____ MATERIAL PROVIDED

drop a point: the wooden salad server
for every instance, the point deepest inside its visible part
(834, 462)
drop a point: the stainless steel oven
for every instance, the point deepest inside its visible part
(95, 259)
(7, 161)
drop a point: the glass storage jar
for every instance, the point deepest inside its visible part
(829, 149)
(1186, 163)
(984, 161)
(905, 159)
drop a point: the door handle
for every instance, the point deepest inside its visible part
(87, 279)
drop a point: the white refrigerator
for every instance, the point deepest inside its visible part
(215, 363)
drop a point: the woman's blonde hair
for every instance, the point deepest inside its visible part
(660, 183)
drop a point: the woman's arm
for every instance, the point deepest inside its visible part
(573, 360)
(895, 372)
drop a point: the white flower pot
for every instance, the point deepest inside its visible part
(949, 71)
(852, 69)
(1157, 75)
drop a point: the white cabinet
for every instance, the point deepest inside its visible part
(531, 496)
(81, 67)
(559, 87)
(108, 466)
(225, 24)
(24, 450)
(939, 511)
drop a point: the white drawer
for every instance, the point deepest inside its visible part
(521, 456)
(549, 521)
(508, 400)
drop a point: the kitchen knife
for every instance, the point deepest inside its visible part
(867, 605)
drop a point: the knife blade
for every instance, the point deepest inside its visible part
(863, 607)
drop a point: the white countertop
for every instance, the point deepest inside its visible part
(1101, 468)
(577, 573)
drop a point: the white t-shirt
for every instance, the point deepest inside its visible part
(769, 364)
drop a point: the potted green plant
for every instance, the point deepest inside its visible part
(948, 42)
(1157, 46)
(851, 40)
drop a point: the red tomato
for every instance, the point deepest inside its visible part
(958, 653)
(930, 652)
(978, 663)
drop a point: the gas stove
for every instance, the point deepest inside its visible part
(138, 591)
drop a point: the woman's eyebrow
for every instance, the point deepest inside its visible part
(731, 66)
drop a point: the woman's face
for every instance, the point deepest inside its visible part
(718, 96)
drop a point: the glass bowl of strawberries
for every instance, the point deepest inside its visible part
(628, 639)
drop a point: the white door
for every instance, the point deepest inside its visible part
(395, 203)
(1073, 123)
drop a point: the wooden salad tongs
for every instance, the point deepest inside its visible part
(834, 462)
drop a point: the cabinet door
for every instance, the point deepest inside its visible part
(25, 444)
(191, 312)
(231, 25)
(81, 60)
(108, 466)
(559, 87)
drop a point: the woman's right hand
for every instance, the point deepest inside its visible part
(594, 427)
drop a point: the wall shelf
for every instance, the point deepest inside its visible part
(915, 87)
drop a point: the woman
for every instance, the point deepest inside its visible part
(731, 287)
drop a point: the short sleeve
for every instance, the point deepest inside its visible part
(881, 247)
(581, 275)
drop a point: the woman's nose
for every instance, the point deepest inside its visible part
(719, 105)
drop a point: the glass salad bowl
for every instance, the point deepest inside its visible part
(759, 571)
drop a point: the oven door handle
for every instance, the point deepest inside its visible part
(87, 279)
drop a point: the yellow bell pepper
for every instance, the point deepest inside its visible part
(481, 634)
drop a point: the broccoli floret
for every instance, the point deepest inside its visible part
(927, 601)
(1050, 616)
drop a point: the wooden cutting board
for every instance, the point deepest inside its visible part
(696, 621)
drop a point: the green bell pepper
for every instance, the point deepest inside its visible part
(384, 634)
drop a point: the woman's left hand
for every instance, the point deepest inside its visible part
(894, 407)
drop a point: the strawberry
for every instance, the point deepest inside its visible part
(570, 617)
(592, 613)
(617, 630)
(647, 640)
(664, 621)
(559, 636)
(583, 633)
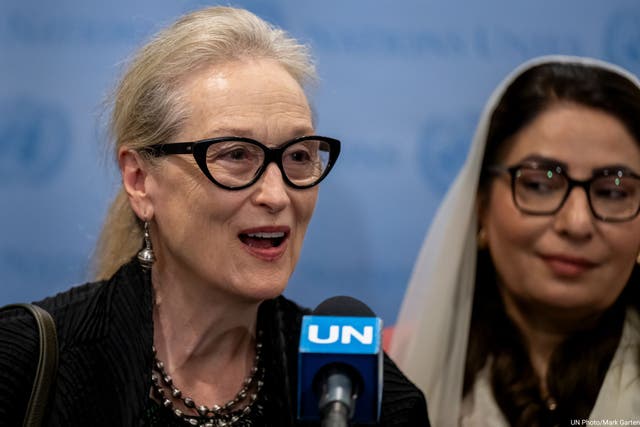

________

▸ STATED PROBLEM
Transcribe every row above verbatim, omitting the pictures from the output.

▸ WRITTEN RESPONSE
drop a point: the wooden salad server
for every instance, the point deepest inside its visible part
(834, 462)
drop a point: the stainless steel oven
for every instance, the point deepest inside its visible part
(95, 259)
(7, 161)
drop a point: the glass storage jar
for every instance, the point deepest inside its visible part
(829, 149)
(1186, 163)
(984, 161)
(905, 159)
drop a point: the door handle
for every instance, the point deepest inside its visible part
(87, 279)
drop a point: the white refrigerator
for every instance, the point deepest inside its visible part
(215, 363)
drop a point: the woman's blonde hair
for every instance, the point deepest inside its visible part
(660, 183)
drop a point: the woman's arm
for every instance, the point deepest inside its visible part
(573, 360)
(895, 372)
drop a point: the white flower pot
for every instance, the point deepest inside its visible part
(949, 71)
(852, 69)
(1157, 75)
drop a point: the white cabinet
for every instance, the point deepest inside its visible part
(531, 496)
(81, 67)
(559, 87)
(108, 466)
(225, 24)
(24, 450)
(939, 511)
drop a point: the white drawer
for every instance, the point deepest inside its visible part
(521, 456)
(549, 521)
(508, 400)
drop a point: the kitchen knife
for every instance, the point deepest inside its visible part
(867, 605)
drop a point: the knife blade
for every instance, the point deepest inside its visible part
(863, 607)
drop a point: the white countertop
for every instance, the point deepest inside its visible part
(1101, 468)
(577, 573)
drop a point: the white t-shirt
for every instance, the point deepest inside its visible part
(769, 364)
drop a point: the potted green plant
for every instance, the point deepest inside its visible part
(948, 42)
(1157, 46)
(851, 40)
drop a point: the red tomato
for every instance, the point deepest inside its visible part
(958, 653)
(930, 652)
(978, 663)
drop a point: the gas stove
for every instance, the point deepest inside its visible part
(138, 591)
drop a point: the woman's eyebrow
for every instance, the point deepest inside its visible part
(731, 66)
drop a point: the woman's face
for every instance, the point deepest inside its visible part
(718, 96)
drop a point: the glass bowl of strawberries
for every instance, the point deepest inside its visible part
(628, 639)
drop a point: the white door
for every instance, the point deepest inside its visible part
(395, 203)
(1073, 123)
drop a point: the wooden salad tongs
for every instance, the point deepest inside its visible part
(834, 462)
drop a point: the cabinet door
for every instance, the point deepest inside its visible part
(25, 444)
(191, 312)
(231, 25)
(81, 60)
(108, 466)
(559, 87)
drop a point: the woman's right hand
for every instance, the point deepest inside its visible part
(594, 427)
drop a point: the wall shelf
for every instance, the point deepest inside its visible part
(915, 87)
drop a point: the woman
for every instance, the point deepest inside its visible part
(731, 287)
drop a point: the short sleeve
for every instance, the point deepest inside its visible part
(881, 247)
(581, 275)
drop a point: the woman's nose
for every instance, the point deepest inside its visible part
(719, 105)
drop a point: the glass salad bowl
for every instance, the point deepest inside its visible part
(759, 571)
drop a point: the oven door handle
for every instance, the point deepest inside its visible part
(87, 279)
drop a point: the yellow bell pepper
for every instance, the point deepest inside its visible part
(481, 634)
drop a point: the broccoli floret
for every instance, the point deepest inside its visible part
(927, 601)
(1050, 616)
drop a point: the wooden cutting board
for every instance, the point deepest inside its visible part
(696, 621)
drop a point: the green bell pepper
for every instance, the point deepest inside its visible part
(384, 634)
drop a point: the woman's left hand
for every instance, the point deepest inside its visible part
(894, 407)
drop a point: the strawberry
for every instance, the point deepest inside its visible part
(570, 617)
(592, 613)
(617, 630)
(647, 640)
(664, 621)
(559, 636)
(583, 633)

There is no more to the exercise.